Start of Data extracts

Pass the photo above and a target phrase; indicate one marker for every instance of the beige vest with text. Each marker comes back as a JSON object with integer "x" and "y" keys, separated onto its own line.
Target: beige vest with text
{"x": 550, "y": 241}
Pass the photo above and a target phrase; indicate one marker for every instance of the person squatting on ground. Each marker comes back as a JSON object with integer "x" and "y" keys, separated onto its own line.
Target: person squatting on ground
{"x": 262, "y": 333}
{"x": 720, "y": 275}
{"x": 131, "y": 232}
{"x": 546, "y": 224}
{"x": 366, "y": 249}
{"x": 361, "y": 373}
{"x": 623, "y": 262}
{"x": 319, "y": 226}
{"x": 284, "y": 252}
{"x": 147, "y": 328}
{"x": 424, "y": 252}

End of Data extracts

Task instructions: All of the records shown above should be reproduced exactly.

Solution:
Pass the photo above and a target phrase; indicate one marker for every instance of the beige vest with text. Each marker comes back as a JSON object with integer "x" and "y" keys, separated onto its own line.
Target: beige vest with text
{"x": 550, "y": 241}
Pass the photo above and a target phrase; indicate one marker for every instance of the person squatting on ground. Each marker comes back as a JSON object with integer "x" and "y" keys, separated onto its own line.
Target: person squatting on ground
{"x": 262, "y": 333}
{"x": 720, "y": 275}
{"x": 131, "y": 232}
{"x": 546, "y": 224}
{"x": 366, "y": 249}
{"x": 361, "y": 373}
{"x": 623, "y": 262}
{"x": 319, "y": 226}
{"x": 284, "y": 252}
{"x": 147, "y": 328}
{"x": 424, "y": 252}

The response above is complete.